EXERCISE AIM: Could you repeat, word for word, the lines between the one containing "Could you point out the white bikini top" and the one containing "<point>274,125</point>", including both of those lines?

─── RECORDS

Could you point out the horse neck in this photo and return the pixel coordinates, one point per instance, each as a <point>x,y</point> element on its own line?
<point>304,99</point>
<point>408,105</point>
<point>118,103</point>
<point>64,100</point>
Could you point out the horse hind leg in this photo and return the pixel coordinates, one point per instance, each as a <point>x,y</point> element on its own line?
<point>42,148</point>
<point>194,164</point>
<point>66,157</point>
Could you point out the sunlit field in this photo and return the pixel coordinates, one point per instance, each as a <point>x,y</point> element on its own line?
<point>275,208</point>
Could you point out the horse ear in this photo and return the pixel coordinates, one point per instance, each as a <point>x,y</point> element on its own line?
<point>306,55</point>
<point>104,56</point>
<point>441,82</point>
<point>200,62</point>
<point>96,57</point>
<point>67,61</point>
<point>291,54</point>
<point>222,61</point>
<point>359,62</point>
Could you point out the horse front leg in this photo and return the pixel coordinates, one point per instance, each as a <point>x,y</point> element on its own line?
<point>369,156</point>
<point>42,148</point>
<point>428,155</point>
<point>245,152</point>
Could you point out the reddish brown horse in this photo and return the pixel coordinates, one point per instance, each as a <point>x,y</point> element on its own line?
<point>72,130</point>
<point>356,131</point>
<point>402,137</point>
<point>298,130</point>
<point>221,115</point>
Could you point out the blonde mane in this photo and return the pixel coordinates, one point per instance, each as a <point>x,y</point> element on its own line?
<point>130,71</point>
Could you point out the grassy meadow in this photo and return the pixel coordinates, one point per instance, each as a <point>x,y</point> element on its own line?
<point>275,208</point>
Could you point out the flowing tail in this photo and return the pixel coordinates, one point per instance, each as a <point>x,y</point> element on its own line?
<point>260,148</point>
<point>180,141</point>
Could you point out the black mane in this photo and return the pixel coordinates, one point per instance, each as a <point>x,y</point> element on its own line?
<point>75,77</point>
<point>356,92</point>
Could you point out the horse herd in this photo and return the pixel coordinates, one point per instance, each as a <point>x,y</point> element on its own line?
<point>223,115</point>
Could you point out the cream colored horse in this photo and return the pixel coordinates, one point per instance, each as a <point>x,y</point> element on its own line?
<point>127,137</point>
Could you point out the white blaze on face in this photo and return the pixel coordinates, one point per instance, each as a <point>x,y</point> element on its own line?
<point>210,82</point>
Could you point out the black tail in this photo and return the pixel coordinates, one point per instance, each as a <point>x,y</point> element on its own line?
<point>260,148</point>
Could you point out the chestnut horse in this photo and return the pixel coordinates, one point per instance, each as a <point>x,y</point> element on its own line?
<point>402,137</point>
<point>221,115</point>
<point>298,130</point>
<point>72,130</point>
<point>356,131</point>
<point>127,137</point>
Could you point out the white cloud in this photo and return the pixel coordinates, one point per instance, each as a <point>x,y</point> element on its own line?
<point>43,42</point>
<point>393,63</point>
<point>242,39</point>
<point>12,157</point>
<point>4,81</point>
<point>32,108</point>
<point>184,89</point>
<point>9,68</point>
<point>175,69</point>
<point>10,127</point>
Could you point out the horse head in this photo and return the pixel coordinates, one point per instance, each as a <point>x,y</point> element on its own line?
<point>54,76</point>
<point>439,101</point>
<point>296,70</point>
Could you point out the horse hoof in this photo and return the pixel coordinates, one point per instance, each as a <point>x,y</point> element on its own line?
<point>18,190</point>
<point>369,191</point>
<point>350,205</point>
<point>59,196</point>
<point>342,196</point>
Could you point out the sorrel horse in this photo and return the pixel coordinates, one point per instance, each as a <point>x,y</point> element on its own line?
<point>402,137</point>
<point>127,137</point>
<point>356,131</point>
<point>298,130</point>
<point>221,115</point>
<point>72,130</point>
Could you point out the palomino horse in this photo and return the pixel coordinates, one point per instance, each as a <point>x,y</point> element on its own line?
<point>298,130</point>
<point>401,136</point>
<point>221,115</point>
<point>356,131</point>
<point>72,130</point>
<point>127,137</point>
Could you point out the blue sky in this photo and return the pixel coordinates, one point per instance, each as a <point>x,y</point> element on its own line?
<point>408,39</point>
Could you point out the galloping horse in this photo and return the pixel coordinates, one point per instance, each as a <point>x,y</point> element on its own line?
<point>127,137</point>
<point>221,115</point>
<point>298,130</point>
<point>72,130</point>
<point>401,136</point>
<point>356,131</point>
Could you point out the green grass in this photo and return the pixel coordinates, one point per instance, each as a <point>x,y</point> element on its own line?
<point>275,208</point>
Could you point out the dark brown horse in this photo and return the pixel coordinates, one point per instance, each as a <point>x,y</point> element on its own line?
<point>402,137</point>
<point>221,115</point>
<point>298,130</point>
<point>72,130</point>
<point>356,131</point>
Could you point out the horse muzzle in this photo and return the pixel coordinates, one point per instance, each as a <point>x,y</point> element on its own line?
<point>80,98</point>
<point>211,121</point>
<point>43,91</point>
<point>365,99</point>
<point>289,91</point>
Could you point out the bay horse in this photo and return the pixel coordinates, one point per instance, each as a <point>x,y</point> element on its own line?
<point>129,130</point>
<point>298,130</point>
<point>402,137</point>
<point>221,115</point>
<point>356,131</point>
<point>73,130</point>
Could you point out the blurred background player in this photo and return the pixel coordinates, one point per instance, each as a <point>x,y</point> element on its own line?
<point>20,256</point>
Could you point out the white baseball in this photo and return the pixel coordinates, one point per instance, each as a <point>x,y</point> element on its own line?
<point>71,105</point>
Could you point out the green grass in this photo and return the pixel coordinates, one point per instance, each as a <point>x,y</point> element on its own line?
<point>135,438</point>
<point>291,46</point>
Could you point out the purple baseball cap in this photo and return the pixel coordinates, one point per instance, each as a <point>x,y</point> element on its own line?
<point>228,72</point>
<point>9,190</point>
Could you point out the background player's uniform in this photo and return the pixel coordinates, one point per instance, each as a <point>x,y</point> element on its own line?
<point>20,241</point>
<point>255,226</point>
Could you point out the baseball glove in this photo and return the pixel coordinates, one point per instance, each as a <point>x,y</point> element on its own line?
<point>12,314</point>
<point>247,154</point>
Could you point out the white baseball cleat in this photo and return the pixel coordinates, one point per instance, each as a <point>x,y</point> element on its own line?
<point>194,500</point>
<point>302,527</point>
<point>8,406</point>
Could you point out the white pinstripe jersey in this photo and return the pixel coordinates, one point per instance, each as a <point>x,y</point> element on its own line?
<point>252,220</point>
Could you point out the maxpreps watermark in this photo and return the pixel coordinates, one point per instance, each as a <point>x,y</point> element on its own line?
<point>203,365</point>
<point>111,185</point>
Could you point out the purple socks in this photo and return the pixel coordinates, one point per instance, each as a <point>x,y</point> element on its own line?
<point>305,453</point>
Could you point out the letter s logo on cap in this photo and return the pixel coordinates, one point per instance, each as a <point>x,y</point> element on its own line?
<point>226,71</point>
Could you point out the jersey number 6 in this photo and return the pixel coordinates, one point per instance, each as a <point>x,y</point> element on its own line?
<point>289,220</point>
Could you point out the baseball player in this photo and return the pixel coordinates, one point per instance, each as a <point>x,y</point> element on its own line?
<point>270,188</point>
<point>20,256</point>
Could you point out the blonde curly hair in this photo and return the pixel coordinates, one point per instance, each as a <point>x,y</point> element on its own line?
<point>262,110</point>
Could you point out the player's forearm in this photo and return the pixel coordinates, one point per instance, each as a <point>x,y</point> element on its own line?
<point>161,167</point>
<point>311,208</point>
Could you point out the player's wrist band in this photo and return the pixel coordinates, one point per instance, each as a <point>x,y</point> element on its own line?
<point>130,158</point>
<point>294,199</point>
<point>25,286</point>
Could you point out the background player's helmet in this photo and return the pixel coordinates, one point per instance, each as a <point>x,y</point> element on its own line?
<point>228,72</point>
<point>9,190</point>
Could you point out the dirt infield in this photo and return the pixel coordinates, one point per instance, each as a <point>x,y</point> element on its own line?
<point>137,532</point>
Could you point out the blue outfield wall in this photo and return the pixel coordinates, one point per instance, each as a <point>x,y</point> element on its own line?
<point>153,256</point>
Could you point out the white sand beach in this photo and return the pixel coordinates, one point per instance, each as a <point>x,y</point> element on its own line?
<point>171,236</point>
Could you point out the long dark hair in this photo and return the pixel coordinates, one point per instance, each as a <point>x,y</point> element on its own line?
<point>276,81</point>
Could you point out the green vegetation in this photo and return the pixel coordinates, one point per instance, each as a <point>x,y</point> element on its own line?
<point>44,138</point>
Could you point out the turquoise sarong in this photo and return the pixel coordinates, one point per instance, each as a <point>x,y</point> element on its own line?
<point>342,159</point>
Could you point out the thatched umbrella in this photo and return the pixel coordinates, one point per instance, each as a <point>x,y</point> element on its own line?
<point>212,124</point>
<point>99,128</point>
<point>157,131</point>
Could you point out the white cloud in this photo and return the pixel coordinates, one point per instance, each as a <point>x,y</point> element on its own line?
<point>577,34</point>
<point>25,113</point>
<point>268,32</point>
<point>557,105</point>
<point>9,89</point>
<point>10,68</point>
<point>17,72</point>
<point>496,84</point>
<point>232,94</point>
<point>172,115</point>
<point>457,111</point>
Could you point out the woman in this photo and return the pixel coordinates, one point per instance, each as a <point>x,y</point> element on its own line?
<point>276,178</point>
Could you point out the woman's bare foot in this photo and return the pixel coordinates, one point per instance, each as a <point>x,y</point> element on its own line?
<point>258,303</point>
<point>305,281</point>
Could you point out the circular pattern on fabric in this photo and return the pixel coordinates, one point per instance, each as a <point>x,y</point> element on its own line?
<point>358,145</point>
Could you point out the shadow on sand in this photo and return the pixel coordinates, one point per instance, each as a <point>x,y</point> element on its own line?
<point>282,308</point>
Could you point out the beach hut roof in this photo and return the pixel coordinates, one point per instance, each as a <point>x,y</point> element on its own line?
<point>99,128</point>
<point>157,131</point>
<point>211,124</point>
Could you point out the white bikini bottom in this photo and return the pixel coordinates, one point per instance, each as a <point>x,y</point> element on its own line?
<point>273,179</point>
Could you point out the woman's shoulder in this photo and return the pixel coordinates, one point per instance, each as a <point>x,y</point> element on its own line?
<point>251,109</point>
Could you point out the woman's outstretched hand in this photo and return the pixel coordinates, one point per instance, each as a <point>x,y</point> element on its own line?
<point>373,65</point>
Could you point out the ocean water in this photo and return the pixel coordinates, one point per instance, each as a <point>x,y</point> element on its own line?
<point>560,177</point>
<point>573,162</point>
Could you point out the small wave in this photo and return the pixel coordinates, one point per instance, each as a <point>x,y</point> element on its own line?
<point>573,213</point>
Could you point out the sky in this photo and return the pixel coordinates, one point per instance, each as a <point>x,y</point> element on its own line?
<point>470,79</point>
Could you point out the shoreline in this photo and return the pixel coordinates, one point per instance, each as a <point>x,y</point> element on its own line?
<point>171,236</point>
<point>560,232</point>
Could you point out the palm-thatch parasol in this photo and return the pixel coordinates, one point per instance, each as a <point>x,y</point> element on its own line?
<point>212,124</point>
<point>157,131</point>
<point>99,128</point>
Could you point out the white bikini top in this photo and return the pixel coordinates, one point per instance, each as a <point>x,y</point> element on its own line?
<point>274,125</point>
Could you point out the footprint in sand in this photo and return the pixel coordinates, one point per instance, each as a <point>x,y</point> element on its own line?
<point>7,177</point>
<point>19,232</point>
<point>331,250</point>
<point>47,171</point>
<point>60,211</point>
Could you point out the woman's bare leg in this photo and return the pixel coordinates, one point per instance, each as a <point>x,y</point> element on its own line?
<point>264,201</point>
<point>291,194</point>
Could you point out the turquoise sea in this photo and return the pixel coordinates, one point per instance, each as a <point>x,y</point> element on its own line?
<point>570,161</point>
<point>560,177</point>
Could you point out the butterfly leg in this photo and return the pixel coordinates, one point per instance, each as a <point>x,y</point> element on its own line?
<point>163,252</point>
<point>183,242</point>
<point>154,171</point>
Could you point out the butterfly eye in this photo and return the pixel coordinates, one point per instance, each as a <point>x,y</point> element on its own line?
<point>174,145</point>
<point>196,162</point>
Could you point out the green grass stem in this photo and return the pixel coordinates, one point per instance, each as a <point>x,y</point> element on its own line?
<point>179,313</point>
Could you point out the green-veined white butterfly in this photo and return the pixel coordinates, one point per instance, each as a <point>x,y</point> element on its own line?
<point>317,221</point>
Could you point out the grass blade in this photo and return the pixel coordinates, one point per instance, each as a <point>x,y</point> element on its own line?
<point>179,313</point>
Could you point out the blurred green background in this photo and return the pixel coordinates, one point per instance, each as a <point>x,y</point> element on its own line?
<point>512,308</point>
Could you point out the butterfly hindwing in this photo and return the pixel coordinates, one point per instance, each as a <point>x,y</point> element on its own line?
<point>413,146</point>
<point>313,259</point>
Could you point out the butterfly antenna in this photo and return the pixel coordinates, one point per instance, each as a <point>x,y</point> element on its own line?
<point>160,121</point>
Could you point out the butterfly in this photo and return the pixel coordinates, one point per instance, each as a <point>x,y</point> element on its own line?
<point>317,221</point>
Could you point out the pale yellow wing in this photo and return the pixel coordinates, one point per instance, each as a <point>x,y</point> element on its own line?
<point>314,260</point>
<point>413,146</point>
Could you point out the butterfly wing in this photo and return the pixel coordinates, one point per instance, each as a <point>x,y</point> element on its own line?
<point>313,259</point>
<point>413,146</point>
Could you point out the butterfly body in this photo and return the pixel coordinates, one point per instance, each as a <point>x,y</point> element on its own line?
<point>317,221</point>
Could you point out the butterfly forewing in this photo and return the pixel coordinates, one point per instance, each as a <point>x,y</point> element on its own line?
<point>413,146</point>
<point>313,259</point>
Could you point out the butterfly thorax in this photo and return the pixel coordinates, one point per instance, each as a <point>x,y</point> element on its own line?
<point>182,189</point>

──────

WORKED SOLUTION:
Could you point out the white bikini top in this photo and return the pixel coordinates, one point per instance, each as a <point>x,y</point> element on its own line?
<point>274,125</point>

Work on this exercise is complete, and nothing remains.